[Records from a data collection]

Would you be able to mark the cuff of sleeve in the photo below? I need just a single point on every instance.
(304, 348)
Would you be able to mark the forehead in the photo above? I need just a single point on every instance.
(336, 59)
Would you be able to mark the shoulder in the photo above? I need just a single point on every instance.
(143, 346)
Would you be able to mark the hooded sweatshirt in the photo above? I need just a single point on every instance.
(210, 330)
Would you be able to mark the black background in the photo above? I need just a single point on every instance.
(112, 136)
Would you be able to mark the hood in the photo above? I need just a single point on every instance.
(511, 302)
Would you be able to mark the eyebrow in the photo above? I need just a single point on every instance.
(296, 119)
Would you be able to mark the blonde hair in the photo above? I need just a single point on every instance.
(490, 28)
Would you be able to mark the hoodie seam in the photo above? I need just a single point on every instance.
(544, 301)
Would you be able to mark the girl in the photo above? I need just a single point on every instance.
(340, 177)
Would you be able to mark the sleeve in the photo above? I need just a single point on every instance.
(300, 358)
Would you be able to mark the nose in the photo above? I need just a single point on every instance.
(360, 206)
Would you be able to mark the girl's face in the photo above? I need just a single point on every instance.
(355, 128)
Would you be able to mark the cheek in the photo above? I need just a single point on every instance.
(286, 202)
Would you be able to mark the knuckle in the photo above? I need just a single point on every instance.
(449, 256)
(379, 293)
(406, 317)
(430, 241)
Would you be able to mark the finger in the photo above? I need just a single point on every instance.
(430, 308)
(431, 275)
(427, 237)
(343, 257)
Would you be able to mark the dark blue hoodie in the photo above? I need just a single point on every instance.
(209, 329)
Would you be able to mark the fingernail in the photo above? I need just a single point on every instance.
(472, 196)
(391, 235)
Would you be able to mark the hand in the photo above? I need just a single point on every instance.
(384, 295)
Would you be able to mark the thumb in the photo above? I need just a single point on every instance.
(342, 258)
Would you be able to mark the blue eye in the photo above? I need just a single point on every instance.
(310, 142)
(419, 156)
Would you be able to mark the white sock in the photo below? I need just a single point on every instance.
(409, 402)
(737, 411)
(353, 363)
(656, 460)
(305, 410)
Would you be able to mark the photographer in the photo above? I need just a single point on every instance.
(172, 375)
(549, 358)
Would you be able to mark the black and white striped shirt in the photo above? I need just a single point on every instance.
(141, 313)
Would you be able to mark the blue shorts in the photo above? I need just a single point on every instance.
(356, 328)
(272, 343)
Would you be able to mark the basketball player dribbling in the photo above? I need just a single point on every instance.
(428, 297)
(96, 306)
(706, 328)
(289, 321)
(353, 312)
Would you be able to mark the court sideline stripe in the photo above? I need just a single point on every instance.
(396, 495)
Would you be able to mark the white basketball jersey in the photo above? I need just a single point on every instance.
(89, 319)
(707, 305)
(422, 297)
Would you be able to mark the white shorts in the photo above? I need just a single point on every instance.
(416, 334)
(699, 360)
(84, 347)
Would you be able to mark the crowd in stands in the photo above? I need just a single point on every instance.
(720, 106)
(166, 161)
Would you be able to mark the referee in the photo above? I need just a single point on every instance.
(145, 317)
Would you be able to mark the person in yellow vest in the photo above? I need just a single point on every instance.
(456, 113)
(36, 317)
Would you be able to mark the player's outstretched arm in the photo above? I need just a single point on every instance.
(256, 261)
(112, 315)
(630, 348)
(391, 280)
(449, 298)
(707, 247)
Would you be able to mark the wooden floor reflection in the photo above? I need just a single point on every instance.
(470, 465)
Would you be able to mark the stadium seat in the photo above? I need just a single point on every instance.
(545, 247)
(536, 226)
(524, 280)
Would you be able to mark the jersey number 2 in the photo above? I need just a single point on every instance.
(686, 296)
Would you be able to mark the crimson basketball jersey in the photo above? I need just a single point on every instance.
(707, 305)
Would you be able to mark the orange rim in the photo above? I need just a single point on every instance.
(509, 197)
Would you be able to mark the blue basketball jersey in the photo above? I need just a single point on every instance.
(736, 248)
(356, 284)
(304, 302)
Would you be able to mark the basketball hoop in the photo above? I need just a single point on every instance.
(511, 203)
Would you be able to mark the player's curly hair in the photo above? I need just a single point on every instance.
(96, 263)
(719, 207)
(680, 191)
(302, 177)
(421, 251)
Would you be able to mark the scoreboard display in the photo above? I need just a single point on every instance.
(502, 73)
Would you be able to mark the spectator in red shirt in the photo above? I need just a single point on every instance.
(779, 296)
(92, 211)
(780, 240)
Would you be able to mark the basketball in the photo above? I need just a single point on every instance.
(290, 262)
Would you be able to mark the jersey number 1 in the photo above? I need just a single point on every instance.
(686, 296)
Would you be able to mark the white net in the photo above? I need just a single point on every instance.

| WORK TO BE COMPLETED |
All of the data above should be set down word for word.

| ANSWER FOR THE TASK |
Would you be able to mark the cuff of sleeve in the photo below? I need just a single point on every instance.
(304, 348)
Would you be able to mark the forehead in the photo above? I need just a single point on every instance.
(336, 59)
Would you be able to mark the shoulder in the photo above? I need just a single point on every instance.
(143, 346)
Would you be able to mark the hooded sweatshirt in the photo above? I need just a single point on every instance.
(210, 330)
Would you be able to mark the black background in the photo above? I need just a single point on every instance.
(112, 136)
Would you be able to mark the hood in the photo above? I need just a single point on every instance.
(511, 302)
Would you be able to mark the eyebrow in the photo above? I need just a single point on every instance.
(296, 119)
Would you be able to mark the blonde hair in the photo above? I need just a single point on every instance.
(490, 28)
Would you be able to mark the hoodie seam in the photo above? I need just a single point on every instance.
(544, 301)
Would you be able to mark the girl in the photo above? I need just a single point on every instance.
(340, 177)
Would you be able to mark the sleeve in the photo above? I need just a single point on every instance.
(300, 358)
Would you be able to mark the nose in the photo above? I need just a single point on every instance.
(360, 206)
Would you be able to mark the girl's face in the photo above? I need just a single point on every instance.
(355, 128)
Would you be able to mark the cheek in the photo above? I need just a single point on every instance.
(286, 202)
Would you be able to mark the knuckle in the photo above? I need just a single point on every instance.
(449, 256)
(379, 293)
(406, 317)
(430, 241)
Would you be able to mark the finger in the photo above? I need just a single point on every instance.
(430, 308)
(431, 275)
(427, 237)
(343, 257)
Would you be able to mark the dark blue hoodie in the photo above? I need just a single point on every instance.
(209, 329)
Would you be able to mark the fingernail in the photo above? I need just a single point on every instance.
(472, 196)
(391, 235)
Would you be able to mark the hand in the photo above? I need just a single point on every instance.
(384, 295)
Would you be able to mark the thumb in the photo above? I need just a single point on every instance.
(342, 258)
Would you be able to mark the blue eye in the photo above? I need just a single point on every instance.
(310, 142)
(419, 156)
Would you be able to mark the white sock in the photo below? I need just a single point on every instance.
(409, 402)
(737, 411)
(353, 363)
(656, 460)
(305, 410)
Would you be able to mark the photographer in the photo above? I need just a single point on every instance.
(172, 375)
(549, 358)
Would you be able to mark the black and white striped shirt in the photo above? I need just a single point on every instance.
(141, 313)
Would you be able to mark the blue shorts in the photo above? I need just a single point on every instance.
(356, 328)
(272, 343)
Would you be able to mark the basketball player dribbling in the photo above? I need just a single point on every instance.
(428, 297)
(96, 306)
(706, 328)
(289, 321)
(353, 312)
Would you be able to mark the court sideline stripe in the photo above? I need just a single point on every instance.
(396, 495)
Would you be able to mark the white basketball jersey in the photo above? I need just a single point on every instance.
(89, 319)
(707, 305)
(422, 297)
Would you be able to mark the white shorts in the photo above? I need just a single point on every instance.
(416, 334)
(699, 360)
(84, 347)
Would you be able to mark the crowd in stands in the photo above? I need just a single point on every instance.
(720, 106)
(166, 161)
Would you be able to mark the referee in the photo above? I need just a single point on every instance.
(145, 317)
Would you be able to mark the person in yellow vest in the photo above? I need just a single point on every instance.
(456, 113)
(36, 317)
Would you be able to mark the player's outstretched arm in the photo above? I need just a single point on every instance.
(256, 261)
(112, 315)
(630, 348)
(391, 280)
(449, 298)
(707, 247)
Would you be able to mark the wooden floor reflection in the photo above? I need just a single point on every instance.
(470, 465)
Would you be able to mark the stadium seat in the photo above? I need just a single point on every instance.
(545, 247)
(536, 226)
(524, 280)
Would you be able to mark the jersey number 2 in the photo above? I need just a single point on every instance.
(686, 296)
Would you be able to mark the crimson basketball jersey in the photo above? I need just a single point on every instance.
(707, 305)
Would you be able to mark the orange rim in the photo above? I need just a single point on every instance.
(509, 197)
Would you be able to mark the blue basketball jersey in the photo above? I need just a single point on every instance.
(736, 248)
(356, 284)
(304, 302)
Would you be able to mark the basketball hoop in the photo above? I need just a single point on every instance.
(511, 203)
Would you be able to mark the player's curly hair in the photo above? I need just a single point on every instance.
(96, 263)
(719, 207)
(680, 191)
(302, 177)
(421, 251)
Would you be able to mark the scoreboard display in the photo above? I need just a single point on every instance.
(502, 73)
Would you be able to mark the spectator in red shirt in the photo above? I need just a single point on every instance.
(779, 296)
(92, 211)
(780, 240)
Would you be able to mark the basketball in the photo above? I need just a single point on every instance.
(290, 262)
Would you be able to mark the jersey number 1 in the photo above? I need just a single point on every instance.
(686, 296)
Would you be able to mark the white net in the photo above? I need just a single point on every instance.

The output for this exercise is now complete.